Goal → Convert the lines of the items below into a JSON list of strings, starting at the line containing "Query: yellow painted building" and ending at the last line of the items. Use one string per line and leave out blank lines.

Records to use →
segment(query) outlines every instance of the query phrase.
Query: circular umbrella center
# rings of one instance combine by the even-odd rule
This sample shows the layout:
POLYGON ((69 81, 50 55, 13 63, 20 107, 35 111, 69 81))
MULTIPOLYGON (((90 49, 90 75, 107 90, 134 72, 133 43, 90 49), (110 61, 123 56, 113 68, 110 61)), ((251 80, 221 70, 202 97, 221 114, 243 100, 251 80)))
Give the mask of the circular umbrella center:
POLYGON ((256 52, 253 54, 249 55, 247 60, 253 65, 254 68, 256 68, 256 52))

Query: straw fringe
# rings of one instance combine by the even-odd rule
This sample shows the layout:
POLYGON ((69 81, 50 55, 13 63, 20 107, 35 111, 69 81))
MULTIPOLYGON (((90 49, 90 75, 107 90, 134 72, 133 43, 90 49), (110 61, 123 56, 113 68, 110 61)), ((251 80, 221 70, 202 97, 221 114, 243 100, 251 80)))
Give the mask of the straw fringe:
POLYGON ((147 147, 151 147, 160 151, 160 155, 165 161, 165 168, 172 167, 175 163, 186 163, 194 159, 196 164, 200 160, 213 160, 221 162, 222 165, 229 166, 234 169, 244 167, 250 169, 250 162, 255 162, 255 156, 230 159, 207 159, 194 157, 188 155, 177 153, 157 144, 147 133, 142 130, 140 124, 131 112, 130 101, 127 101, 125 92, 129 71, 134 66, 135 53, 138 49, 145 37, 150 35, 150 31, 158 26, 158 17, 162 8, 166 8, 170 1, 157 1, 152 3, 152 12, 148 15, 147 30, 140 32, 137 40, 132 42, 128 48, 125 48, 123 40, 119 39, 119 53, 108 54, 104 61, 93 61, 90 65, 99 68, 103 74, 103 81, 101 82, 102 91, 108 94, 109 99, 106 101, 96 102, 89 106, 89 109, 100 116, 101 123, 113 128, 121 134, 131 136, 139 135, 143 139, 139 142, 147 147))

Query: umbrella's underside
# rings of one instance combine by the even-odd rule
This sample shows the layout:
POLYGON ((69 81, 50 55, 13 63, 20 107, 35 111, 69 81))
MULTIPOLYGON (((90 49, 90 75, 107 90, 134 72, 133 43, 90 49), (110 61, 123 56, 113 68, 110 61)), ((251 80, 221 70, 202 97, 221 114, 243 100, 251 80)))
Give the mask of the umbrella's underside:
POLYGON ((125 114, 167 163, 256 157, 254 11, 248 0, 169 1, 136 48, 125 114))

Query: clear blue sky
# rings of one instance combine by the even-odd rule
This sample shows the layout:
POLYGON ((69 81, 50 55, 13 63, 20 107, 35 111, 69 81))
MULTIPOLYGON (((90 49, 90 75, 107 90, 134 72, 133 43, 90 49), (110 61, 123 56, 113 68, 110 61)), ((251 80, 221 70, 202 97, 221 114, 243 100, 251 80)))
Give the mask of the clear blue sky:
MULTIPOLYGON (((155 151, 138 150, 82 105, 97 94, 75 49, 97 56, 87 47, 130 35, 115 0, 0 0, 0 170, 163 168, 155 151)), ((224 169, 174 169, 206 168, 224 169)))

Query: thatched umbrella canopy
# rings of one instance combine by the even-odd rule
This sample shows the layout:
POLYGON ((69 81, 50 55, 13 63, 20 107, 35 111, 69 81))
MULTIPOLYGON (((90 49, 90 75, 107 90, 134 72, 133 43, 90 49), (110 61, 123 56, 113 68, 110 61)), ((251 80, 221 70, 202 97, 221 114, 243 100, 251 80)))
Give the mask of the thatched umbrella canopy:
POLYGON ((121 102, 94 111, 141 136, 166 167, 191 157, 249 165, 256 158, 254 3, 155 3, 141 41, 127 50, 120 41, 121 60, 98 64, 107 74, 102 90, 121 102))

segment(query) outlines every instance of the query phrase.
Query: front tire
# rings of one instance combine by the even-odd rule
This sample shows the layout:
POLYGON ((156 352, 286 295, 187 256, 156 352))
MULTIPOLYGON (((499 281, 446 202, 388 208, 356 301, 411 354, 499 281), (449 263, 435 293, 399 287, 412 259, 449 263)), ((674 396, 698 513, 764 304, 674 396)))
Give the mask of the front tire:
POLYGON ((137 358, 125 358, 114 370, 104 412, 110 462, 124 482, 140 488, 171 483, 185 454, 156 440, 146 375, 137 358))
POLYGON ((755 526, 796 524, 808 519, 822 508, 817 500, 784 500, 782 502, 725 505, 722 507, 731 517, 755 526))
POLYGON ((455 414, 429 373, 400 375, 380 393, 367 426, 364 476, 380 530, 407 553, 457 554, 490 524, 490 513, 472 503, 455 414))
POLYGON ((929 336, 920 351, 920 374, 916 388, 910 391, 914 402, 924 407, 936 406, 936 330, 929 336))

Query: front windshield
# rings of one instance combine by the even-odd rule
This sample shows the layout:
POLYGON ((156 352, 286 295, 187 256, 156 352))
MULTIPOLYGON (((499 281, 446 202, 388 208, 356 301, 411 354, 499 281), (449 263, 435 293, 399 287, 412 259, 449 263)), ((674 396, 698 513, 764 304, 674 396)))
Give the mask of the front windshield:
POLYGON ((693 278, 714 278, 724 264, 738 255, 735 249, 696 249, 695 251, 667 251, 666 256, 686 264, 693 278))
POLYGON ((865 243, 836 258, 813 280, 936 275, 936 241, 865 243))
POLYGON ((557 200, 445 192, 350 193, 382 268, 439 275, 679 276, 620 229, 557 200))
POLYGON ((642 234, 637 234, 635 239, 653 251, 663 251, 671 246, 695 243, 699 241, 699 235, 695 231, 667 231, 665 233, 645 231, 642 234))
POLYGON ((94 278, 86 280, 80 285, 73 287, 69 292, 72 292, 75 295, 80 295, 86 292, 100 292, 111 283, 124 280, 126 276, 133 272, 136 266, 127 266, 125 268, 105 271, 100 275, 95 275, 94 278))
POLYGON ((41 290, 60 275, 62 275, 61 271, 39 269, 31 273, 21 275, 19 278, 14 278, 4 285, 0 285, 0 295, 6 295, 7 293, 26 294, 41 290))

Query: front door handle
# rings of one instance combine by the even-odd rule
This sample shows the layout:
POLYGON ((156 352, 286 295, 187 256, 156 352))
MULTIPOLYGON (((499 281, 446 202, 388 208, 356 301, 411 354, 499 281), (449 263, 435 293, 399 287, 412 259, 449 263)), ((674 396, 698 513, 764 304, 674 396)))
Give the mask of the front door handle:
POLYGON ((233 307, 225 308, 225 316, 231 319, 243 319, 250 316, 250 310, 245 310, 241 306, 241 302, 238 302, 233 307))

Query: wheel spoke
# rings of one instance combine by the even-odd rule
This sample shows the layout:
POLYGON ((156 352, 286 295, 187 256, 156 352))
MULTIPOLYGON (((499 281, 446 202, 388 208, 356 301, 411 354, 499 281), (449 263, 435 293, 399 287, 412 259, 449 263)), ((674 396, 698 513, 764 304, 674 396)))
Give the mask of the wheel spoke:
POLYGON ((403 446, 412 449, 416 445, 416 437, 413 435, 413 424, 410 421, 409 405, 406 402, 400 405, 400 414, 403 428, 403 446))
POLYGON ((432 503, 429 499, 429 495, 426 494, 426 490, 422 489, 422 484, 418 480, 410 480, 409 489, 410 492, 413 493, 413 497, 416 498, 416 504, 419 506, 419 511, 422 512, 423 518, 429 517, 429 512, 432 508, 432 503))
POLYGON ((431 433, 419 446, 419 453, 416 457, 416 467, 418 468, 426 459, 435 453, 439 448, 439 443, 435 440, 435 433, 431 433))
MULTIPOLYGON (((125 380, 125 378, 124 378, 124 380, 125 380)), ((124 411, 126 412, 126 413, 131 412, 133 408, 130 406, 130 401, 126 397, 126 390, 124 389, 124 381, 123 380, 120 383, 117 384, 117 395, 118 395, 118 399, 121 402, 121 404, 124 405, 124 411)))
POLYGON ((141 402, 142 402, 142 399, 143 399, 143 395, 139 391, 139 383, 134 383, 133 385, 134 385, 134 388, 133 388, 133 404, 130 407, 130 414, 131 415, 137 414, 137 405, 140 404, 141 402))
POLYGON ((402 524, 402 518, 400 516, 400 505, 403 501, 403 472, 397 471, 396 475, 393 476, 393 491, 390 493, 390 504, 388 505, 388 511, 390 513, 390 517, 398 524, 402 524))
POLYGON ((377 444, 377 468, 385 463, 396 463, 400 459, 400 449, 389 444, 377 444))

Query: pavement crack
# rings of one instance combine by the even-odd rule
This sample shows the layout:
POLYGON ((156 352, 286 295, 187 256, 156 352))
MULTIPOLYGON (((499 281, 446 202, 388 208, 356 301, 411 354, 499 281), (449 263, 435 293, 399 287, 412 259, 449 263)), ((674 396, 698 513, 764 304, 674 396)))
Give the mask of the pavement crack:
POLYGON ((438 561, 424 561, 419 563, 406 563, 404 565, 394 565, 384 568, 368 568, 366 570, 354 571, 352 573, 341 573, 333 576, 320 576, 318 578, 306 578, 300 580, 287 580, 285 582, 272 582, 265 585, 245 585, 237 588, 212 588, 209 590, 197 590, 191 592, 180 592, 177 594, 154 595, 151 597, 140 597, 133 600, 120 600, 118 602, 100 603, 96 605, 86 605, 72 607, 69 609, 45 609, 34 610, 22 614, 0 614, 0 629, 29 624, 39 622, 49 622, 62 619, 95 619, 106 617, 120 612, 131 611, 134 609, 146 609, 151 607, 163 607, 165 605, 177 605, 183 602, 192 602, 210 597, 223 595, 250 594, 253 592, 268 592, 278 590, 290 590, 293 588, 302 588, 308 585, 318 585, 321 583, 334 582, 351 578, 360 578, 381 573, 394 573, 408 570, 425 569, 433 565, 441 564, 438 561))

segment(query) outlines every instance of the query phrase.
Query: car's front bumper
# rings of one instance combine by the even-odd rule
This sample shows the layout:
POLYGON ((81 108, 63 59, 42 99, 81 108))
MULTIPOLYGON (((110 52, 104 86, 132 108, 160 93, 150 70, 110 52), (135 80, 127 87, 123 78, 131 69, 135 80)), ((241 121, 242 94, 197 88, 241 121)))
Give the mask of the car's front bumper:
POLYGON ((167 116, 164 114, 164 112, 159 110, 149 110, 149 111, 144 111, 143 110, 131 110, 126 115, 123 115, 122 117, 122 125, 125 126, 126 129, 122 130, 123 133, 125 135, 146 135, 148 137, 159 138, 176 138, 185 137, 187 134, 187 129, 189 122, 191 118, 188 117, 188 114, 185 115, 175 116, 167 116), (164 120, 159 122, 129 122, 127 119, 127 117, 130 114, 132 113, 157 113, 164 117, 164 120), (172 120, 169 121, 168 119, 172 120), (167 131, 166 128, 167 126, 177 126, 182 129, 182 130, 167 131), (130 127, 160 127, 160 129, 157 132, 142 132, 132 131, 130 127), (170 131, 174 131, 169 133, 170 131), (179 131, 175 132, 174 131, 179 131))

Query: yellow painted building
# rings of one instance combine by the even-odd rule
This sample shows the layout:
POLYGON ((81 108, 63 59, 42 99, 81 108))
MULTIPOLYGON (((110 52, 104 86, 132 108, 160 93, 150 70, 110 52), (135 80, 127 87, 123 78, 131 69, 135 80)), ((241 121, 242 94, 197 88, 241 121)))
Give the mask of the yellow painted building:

Solution →
[
  "Query: yellow painted building",
  "# rings of one instance combine by the even-odd rule",
  "This sample shows the layout:",
  "POLYGON ((81 108, 63 59, 42 99, 81 108))",
  "MULTIPOLYGON (((110 52, 104 86, 132 108, 160 93, 150 70, 110 52), (135 80, 127 87, 123 78, 131 69, 135 80)), ((241 121, 242 94, 197 88, 241 121)))",
  "Give the mask of the yellow painted building:"
]